** Start **
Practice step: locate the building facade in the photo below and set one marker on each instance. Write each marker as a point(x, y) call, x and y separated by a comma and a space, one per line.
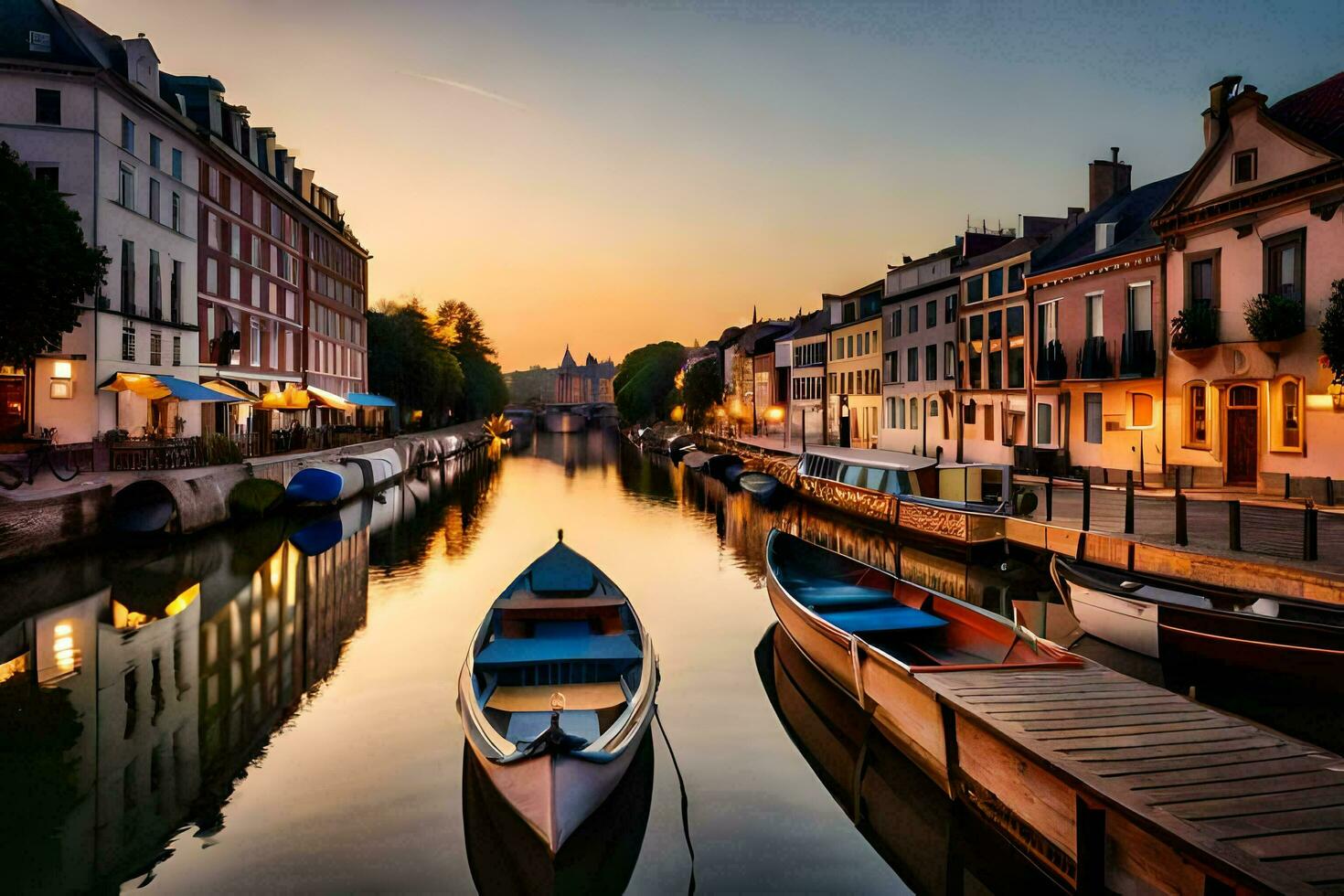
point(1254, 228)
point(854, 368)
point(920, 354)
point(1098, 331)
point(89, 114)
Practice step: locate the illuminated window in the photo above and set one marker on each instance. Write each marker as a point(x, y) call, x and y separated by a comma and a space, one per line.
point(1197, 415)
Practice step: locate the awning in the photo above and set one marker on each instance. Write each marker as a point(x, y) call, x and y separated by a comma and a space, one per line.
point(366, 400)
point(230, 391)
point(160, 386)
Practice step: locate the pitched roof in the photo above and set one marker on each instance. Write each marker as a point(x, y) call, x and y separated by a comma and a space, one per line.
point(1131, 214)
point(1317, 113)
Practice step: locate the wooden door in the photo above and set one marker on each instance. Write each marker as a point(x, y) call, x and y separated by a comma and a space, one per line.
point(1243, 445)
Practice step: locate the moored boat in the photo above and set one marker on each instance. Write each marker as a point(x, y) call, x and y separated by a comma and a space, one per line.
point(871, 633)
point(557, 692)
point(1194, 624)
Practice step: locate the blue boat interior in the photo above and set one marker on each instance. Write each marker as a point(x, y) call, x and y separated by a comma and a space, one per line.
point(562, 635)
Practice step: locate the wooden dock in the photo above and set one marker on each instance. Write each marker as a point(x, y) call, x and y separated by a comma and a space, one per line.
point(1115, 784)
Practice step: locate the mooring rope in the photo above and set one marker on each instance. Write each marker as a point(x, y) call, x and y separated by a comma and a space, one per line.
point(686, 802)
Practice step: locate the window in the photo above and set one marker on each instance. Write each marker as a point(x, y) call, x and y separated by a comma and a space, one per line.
** End **
Problem -
Reproduce all of the data above verbatim, line for line, leaving out the picture.

Written answer -
Practice step: locate the building facade in the photo below and set one marker on each instance. Write each marker as a point(x, y) call, x and y separated by a comma and a space, one per line.
point(1254, 228)
point(854, 368)
point(920, 354)
point(1098, 331)
point(89, 114)
Practice step: locate the illuminated window in the photo above and set one marker on each instance. Write each marker as a point(x, y) call, x and y separated by a comma and a space, one per line.
point(1197, 415)
Practice step: locate the awning in the photo above and set one marker on each instance. Write each marker as a point(x, y) call, x and y separated by a comma and a space, one per line.
point(366, 400)
point(230, 391)
point(160, 386)
Practice step: locate the pitched roof in the photo above and set one marker on each instance. Write each marker as a point(x, y) call, x and y separated by a comma and a space, one per line.
point(1131, 214)
point(1317, 113)
Practice step: locate the wooden door in the photo above and set one marker on each instance. Write each marker as a point(x, y) call, x and y separated by a comma and a space, one per line.
point(1243, 445)
Practice step: locate the moored boat in the photo above and set one marker on each instance. Write each marker as a point(x, y) call, x and y separated by a comma and a space, one per line.
point(871, 633)
point(557, 692)
point(1194, 624)
Practice step: locate the blue boat interior in the photo above and set one marker on each instance. Write each marker as a point(x, y) call, x and y separated by a comma and a space, one per line.
point(562, 635)
Practice step: locate the wooden dock in the photo above and set one marker on each instance. Write each marker as a point(x, y) call, x and y separated by a comma and a space, one per line.
point(1115, 784)
Practice step: locate the mooring rope in the photo above and set one marker on each instance. Write each marker as a point(x, y) call, x and y separated by a comma and a space, one per line.
point(686, 802)
Practice step: locate the window in the photo above and set one marker on each instance. Write each marker as a point(x, y) call, x and y separated by a comma and a space, one per line.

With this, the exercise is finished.